Written task: Display each line of the records below that contains the string "balcony". Case matters.

==== Record list

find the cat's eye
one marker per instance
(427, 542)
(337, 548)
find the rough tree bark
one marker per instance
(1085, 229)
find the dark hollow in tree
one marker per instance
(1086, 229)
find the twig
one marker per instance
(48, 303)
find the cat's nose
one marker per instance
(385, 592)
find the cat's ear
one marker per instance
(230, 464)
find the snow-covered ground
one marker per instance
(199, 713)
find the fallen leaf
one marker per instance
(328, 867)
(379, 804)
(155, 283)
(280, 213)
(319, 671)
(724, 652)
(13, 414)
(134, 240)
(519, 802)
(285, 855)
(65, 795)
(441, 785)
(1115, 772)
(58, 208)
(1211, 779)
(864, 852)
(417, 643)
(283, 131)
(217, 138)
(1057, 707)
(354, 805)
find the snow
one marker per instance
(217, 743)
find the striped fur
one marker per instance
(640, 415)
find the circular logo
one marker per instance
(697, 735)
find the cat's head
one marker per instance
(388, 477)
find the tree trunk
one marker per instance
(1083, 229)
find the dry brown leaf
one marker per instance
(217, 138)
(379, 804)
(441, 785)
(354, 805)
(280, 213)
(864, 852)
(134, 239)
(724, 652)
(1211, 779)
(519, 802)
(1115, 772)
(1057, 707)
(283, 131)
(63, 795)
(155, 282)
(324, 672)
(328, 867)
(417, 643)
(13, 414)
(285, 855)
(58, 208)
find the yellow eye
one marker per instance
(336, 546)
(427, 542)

========
==== Record list

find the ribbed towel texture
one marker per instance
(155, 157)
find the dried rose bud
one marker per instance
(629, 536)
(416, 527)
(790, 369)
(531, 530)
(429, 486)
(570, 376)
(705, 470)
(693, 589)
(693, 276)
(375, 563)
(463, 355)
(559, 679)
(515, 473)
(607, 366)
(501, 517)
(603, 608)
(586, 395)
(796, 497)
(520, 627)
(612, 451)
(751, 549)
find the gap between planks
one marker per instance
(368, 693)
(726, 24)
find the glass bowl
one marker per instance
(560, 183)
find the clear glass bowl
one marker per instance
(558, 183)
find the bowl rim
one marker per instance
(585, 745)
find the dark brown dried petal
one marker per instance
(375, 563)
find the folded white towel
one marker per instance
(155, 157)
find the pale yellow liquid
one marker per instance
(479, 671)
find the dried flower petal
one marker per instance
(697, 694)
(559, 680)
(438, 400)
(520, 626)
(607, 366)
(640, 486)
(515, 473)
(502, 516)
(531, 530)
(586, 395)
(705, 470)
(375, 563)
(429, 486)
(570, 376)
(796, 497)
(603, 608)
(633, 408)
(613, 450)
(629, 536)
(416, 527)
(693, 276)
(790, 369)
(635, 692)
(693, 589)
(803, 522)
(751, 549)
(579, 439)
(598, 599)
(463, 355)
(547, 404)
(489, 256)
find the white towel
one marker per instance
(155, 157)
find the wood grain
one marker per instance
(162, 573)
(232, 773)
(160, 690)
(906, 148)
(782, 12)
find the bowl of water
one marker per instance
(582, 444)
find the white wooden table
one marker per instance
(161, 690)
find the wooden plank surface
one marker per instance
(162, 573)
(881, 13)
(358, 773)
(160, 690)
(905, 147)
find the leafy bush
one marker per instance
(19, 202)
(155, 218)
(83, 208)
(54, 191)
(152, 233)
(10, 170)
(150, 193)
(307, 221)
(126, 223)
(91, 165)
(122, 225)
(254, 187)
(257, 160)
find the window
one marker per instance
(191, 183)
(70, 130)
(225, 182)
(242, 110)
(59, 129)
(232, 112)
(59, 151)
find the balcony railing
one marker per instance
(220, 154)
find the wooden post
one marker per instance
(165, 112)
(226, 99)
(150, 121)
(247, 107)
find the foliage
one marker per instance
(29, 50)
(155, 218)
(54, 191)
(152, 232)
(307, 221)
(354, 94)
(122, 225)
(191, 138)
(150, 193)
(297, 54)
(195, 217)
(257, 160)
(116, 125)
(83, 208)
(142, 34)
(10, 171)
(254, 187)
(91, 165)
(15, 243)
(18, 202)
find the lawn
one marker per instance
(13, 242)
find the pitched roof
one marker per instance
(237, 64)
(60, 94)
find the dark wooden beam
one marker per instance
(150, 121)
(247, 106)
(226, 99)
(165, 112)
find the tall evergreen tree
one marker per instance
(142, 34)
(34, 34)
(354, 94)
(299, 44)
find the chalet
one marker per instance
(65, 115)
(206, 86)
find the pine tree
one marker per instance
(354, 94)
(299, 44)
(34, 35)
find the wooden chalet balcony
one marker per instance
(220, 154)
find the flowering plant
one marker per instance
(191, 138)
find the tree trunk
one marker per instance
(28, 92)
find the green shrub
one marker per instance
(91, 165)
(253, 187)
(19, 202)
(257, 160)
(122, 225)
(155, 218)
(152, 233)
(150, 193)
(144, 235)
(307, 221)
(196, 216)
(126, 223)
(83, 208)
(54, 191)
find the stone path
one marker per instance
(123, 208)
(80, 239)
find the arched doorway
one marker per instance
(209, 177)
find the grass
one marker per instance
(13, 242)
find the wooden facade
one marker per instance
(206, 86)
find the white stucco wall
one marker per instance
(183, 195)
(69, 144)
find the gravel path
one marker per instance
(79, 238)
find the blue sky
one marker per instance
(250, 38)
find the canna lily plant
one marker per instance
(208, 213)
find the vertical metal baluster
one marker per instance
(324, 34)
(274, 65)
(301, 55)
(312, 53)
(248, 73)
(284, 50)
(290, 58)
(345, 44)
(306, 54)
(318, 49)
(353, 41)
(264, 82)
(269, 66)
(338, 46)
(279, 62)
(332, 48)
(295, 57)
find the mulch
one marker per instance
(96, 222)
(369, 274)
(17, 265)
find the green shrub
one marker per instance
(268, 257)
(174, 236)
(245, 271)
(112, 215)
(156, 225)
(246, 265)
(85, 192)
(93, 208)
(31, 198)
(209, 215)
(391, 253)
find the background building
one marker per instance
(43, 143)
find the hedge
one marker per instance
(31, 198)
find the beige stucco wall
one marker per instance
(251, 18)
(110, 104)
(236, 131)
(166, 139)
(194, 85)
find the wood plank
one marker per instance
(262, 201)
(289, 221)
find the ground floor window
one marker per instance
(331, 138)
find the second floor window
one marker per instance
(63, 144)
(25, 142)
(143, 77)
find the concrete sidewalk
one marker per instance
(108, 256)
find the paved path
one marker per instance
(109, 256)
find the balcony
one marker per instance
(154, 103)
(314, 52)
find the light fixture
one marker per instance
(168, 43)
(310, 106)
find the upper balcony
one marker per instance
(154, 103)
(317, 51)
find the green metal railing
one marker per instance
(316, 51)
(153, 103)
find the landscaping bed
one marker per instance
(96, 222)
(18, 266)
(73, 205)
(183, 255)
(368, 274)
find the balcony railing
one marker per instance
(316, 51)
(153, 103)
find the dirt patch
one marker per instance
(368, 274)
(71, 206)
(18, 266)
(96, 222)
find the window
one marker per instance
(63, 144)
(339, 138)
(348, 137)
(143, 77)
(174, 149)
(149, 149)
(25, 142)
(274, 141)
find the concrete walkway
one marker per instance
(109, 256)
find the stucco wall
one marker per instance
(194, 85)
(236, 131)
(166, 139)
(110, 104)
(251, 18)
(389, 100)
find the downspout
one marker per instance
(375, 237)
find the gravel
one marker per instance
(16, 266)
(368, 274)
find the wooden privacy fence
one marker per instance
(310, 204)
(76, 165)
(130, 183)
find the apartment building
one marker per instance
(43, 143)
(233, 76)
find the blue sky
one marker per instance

========
==== Record list

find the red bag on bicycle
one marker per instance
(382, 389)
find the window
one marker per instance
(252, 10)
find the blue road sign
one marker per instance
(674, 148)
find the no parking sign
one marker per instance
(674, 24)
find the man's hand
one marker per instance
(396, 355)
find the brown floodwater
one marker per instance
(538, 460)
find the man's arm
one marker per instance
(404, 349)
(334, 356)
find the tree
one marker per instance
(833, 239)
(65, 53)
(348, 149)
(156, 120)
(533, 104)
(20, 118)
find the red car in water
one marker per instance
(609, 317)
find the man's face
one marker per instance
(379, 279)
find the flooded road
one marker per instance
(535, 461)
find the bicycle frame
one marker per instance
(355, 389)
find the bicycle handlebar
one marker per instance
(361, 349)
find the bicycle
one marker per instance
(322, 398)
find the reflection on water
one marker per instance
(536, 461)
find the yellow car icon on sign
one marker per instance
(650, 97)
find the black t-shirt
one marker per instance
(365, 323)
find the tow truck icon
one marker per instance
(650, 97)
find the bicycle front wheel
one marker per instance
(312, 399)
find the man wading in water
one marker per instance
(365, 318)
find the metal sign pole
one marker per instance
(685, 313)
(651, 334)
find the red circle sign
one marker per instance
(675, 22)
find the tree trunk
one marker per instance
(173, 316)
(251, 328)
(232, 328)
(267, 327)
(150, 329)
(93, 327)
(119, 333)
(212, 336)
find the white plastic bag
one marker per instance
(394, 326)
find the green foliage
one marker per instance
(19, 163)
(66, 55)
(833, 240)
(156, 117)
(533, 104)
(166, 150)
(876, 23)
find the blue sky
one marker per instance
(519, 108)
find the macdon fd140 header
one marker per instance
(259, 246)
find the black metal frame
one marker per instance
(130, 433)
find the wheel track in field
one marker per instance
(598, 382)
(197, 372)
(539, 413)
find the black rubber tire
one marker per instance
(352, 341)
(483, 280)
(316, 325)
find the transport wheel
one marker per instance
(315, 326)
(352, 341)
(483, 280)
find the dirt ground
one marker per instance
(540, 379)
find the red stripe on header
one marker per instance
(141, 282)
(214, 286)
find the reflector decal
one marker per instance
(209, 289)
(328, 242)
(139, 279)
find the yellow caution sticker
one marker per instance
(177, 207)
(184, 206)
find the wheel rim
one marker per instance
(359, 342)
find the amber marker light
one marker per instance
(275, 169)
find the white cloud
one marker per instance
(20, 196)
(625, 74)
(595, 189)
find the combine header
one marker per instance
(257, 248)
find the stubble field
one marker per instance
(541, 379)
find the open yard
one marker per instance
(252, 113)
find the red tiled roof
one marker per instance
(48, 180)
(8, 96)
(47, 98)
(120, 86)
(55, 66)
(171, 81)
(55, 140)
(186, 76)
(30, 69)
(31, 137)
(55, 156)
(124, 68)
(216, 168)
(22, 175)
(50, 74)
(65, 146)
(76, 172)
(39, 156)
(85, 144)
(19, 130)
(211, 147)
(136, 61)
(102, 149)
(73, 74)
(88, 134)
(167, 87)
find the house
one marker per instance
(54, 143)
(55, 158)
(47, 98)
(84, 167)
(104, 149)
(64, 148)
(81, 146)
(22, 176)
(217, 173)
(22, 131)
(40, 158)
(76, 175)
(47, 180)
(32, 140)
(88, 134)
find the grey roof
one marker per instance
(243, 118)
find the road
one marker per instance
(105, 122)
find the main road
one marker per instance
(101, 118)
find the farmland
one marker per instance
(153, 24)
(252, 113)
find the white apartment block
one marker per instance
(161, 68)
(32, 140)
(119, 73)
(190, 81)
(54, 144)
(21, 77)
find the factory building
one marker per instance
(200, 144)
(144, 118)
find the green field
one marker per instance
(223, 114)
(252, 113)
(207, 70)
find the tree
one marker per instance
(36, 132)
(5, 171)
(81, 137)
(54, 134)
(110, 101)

========

Answer to the problem:
find the balcony railing
find the wooden chalet balcony
find the balcony
find the upper balcony
find the balcony railing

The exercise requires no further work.